PROBLEM DESCRIPTION: Please pull every line of the listing below and reproduce each one verbatim.

##### ENTRIES

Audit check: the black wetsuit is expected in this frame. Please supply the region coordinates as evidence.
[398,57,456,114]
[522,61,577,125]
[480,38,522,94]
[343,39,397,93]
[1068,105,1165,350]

##########

SOLUTION:
Audit check: the black wetsuit is expected in this frame. Please supply the region coordinates as evidence.
[398,57,456,114]
[522,61,577,125]
[480,38,522,94]
[343,39,397,93]
[1068,105,1165,350]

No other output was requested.